-------- THE DATA --------

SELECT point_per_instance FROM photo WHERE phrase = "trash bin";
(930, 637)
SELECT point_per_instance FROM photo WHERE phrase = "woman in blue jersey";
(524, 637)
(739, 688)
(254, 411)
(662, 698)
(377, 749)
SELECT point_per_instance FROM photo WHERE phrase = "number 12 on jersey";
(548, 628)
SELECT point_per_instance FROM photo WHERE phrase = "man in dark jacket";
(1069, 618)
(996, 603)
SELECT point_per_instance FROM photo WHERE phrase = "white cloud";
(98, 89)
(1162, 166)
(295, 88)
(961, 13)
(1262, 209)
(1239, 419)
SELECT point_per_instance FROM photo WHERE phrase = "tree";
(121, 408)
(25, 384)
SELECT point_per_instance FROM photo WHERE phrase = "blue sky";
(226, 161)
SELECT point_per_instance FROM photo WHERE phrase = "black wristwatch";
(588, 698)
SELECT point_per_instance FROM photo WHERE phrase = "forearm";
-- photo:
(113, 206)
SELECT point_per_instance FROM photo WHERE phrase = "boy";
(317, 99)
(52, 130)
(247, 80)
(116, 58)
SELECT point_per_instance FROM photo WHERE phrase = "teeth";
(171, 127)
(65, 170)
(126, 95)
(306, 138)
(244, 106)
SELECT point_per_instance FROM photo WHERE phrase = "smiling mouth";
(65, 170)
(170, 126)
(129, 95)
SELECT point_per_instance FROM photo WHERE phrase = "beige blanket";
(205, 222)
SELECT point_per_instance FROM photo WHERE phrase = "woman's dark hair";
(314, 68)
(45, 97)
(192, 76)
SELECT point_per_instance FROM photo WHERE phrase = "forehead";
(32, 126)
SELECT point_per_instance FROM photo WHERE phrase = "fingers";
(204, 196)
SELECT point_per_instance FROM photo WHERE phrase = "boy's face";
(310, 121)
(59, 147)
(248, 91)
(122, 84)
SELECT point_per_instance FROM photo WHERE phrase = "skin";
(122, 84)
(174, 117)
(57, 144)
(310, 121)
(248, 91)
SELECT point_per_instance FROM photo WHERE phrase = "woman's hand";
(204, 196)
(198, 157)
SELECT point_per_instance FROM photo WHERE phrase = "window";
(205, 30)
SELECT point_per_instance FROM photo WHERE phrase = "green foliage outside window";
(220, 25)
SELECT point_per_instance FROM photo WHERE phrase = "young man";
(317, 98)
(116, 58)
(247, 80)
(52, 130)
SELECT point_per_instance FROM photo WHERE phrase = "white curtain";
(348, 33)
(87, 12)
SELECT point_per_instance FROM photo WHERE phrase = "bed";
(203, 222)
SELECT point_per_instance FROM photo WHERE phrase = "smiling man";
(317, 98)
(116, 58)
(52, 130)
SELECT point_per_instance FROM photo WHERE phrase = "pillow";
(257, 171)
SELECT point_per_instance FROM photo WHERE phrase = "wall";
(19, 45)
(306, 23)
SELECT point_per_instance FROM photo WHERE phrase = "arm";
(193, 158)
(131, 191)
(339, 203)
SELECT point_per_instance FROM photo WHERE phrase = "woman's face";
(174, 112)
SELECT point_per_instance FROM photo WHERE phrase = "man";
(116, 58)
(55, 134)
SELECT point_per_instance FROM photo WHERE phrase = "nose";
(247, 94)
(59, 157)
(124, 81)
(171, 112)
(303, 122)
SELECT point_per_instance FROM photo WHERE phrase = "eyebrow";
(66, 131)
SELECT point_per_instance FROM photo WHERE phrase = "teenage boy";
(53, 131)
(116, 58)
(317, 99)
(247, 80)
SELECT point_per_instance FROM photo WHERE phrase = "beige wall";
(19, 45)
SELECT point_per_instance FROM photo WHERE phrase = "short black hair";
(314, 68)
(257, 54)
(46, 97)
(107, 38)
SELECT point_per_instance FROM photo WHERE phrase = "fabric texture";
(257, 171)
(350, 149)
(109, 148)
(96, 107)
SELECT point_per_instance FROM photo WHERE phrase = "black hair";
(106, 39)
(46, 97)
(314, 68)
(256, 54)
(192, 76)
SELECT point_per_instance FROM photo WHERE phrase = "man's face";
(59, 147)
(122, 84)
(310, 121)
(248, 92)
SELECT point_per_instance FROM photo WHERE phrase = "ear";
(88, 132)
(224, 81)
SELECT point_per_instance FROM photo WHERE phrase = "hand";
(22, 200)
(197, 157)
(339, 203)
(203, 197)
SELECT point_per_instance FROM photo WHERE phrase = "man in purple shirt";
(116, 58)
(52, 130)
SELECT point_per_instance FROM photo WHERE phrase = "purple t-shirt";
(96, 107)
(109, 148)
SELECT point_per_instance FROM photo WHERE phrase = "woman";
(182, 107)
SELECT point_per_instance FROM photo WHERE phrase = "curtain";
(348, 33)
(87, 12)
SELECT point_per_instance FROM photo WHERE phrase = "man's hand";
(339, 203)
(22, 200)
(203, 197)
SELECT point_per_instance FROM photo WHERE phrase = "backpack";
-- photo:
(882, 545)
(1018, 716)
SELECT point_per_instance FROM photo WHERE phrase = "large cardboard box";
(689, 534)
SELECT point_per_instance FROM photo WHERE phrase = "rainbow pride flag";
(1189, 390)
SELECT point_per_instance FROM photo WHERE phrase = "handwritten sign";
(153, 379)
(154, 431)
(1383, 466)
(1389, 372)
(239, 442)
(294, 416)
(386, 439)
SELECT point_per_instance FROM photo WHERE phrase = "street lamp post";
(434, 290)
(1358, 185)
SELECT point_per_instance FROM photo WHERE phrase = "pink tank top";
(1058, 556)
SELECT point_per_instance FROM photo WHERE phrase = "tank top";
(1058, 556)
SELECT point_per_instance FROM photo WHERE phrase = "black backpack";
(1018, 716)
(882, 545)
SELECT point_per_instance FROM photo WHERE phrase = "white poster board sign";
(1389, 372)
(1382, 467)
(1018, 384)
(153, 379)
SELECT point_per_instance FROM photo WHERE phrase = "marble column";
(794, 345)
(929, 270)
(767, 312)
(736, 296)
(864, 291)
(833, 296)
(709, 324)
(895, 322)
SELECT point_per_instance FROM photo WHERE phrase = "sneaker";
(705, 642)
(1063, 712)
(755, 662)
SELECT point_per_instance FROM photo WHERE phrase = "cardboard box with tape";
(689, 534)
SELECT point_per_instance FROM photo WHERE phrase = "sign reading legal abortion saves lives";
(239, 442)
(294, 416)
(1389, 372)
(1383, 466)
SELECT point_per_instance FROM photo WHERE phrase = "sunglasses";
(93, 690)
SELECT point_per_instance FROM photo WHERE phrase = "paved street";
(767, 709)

--------

▶ [AIM OF THE TASK]: What you return must match the data word for word.

▶ [WRITTEN ANSWER]:
SELECT point_per_instance FROM photo WHERE phrase = "trash bin";
(930, 637)
SELECT point_per_instance FROM photo WHERE phrase = "woman in blue jersey";
(524, 637)
(739, 688)
(254, 411)
(662, 698)
(377, 749)
SELECT point_per_instance FROM photo WHERE phrase = "number 12 on jersey";
(548, 628)
SELECT point_per_instance FROM photo WHERE phrase = "man in dark jacket";
(1069, 618)
(996, 603)
SELECT point_per_instance FROM photo WHERE phrase = "white cloud";
(98, 89)
(1162, 166)
(295, 88)
(961, 13)
(1262, 209)
(1239, 419)
SELECT point_per_instance FROM photo WHERE phrase = "tree";
(121, 408)
(25, 384)
SELECT point_per_instance FROM photo WHERE phrase = "blue sky";
(226, 161)
SELECT point_per_instance FROM photo WHERE phrase = "black wristwatch";
(588, 698)
SELECT point_per_instance FROM photo WHERE phrase = "forearm";
-- photo:
(113, 206)
SELECT point_per_instance FROM photo WHERE phrase = "boy";
(317, 99)
(52, 130)
(247, 80)
(116, 58)
SELECT point_per_instance FROM photo WHERE phrase = "teeth";
(171, 127)
(65, 170)
(126, 95)
(306, 138)
(244, 106)
SELECT point_per_instance FROM photo WHERE phrase = "smiling mouth";
(65, 170)
(170, 126)
(129, 95)
SELECT point_per_instance FROM photo WHERE phrase = "beige blanket";
(205, 222)
SELECT point_per_instance FROM photo WHERE phrase = "woman's dark hair";
(314, 68)
(45, 97)
(192, 76)
SELECT point_per_instance FROM photo WHERE phrase = "forehead";
(32, 126)
SELECT point_per_instance FROM photo WHERE phrase = "fingers";
(204, 196)
SELECT point_per_instance FROM photo WHERE phrase = "boy's face";
(310, 121)
(59, 147)
(248, 91)
(122, 84)
SELECT point_per_instance FROM photo WHERE phrase = "skin";
(122, 84)
(174, 117)
(57, 144)
(310, 121)
(248, 91)
SELECT point_per_instance FROM photo WHERE phrase = "woman's hand";
(204, 196)
(198, 157)
SELECT point_per_instance FROM photo WHERE phrase = "window";
(205, 30)
SELECT point_per_instance FROM photo WHERE phrase = "green foliage outside window";
(220, 25)
SELECT point_per_instance FROM photo WHERE phrase = "young man";
(317, 98)
(116, 58)
(247, 80)
(52, 130)
SELECT point_per_instance FROM photo WHERE phrase = "white curtain";
(348, 33)
(87, 12)
SELECT point_per_instance FROM photo WHERE phrase = "bed";
(203, 222)
SELECT point_per_instance FROM photo WHERE phrase = "smiling man";
(317, 98)
(116, 58)
(52, 130)
SELECT point_per_instance FROM photo WHERE phrase = "pillow";
(257, 171)
SELECT point_per_instance FROM photo WHERE phrase = "wall";
(19, 45)
(306, 23)
SELECT point_per_instance FROM photo WHERE phrase = "arm";
(193, 158)
(131, 191)
(339, 203)
SELECT point_per_instance FROM photo WHERE phrase = "woman's face";
(174, 112)
SELECT point_per_instance FROM photo WHERE phrase = "man";
(116, 58)
(55, 134)
SELECT point_per_instance FROM photo WHERE phrase = "nose";
(247, 94)
(59, 157)
(124, 81)
(171, 112)
(303, 122)
SELECT point_per_instance FROM photo WHERE phrase = "eyebrow";
(66, 131)
SELECT point_per_instance FROM photo WHERE phrase = "teenage boy";
(53, 131)
(116, 58)
(317, 99)
(247, 80)
SELECT point_per_instance FROM photo WHERE phrase = "beige wall";
(19, 45)
SELECT point_per_instance FROM photo WHERE phrase = "short black hair";
(314, 68)
(257, 54)
(46, 97)
(107, 38)
SELECT point_per_instance FROM photo WHERE phrase = "fabric texture";
(257, 171)
(350, 149)
(109, 148)
(96, 107)
SELECT point_per_instance FROM photo WHERE phrase = "black hair";
(106, 39)
(46, 97)
(314, 68)
(256, 54)
(192, 76)
SELECT point_per_instance FROM photo WHERE phrase = "man's face";
(59, 147)
(122, 84)
(310, 121)
(248, 92)
SELECT point_per_instance FROM photo WHERE phrase = "ear";
(88, 132)
(224, 81)
SELECT point_per_instance FROM photo WHERE phrase = "hand";
(22, 200)
(197, 157)
(339, 203)
(203, 197)
SELECT point_per_instance FROM photo WHERE phrase = "man in purple shirt";
(116, 58)
(52, 130)
SELECT point_per_instance FROM photo WHERE phrase = "purple t-shirt";
(96, 107)
(109, 148)
SELECT point_per_instance FROM photo WHERE phrase = "woman";
(182, 107)
SELECT point_per_instance FROM photo WHERE phrase = "curtain";
(348, 33)
(87, 12)
SELECT point_per_instance FROM photo WHERE phrase = "man's hand";
(339, 203)
(22, 200)
(203, 197)
SELECT point_per_instance FROM photo WHERE phrase = "backpack";
-- photo:
(882, 545)
(1018, 716)
SELECT point_per_instance FROM photo WHERE phrase = "large cardboard box";
(689, 534)
SELECT point_per_instance FROM photo WHERE phrase = "rainbow pride flag";
(1189, 390)
SELECT point_per_instance FROM photo WHERE phrase = "handwritten sign";
(153, 379)
(154, 431)
(1383, 466)
(1389, 372)
(239, 442)
(294, 416)
(386, 439)
SELECT point_per_instance FROM photo WHERE phrase = "street lamp post";
(434, 290)
(1358, 185)
SELECT point_per_instance FROM photo WHERE phrase = "pink tank top";
(1058, 556)
SELECT point_per_instance FROM photo WHERE phrase = "tank top";
(1058, 556)
SELECT point_per_instance FROM photo WHERE phrase = "black backpack";
(1018, 716)
(882, 545)
SELECT point_per_instance FROM photo WHERE phrase = "white poster board sign";
(1389, 372)
(1382, 467)
(1018, 384)
(153, 379)
SELECT point_per_instance FROM photo WHERE phrase = "marble column";
(794, 345)
(929, 270)
(767, 312)
(736, 296)
(864, 291)
(833, 296)
(709, 324)
(895, 322)
SELECT point_per_instance FROM photo WHERE phrase = "sneaker";
(705, 642)
(1063, 712)
(755, 662)
SELECT point_per_instance FROM photo WHERE phrase = "cardboard box with tape";
(689, 534)
SELECT point_per_instance FROM photo WHERE phrase = "sign reading legal abortion saves lives";
(239, 442)
(294, 416)
(1389, 372)
(1383, 466)
SELECT point_per_instance FROM photo WHERE phrase = "sunglasses";
(93, 690)
SELECT point_per_instance FROM photo WHERE phrase = "paved street";
(767, 709)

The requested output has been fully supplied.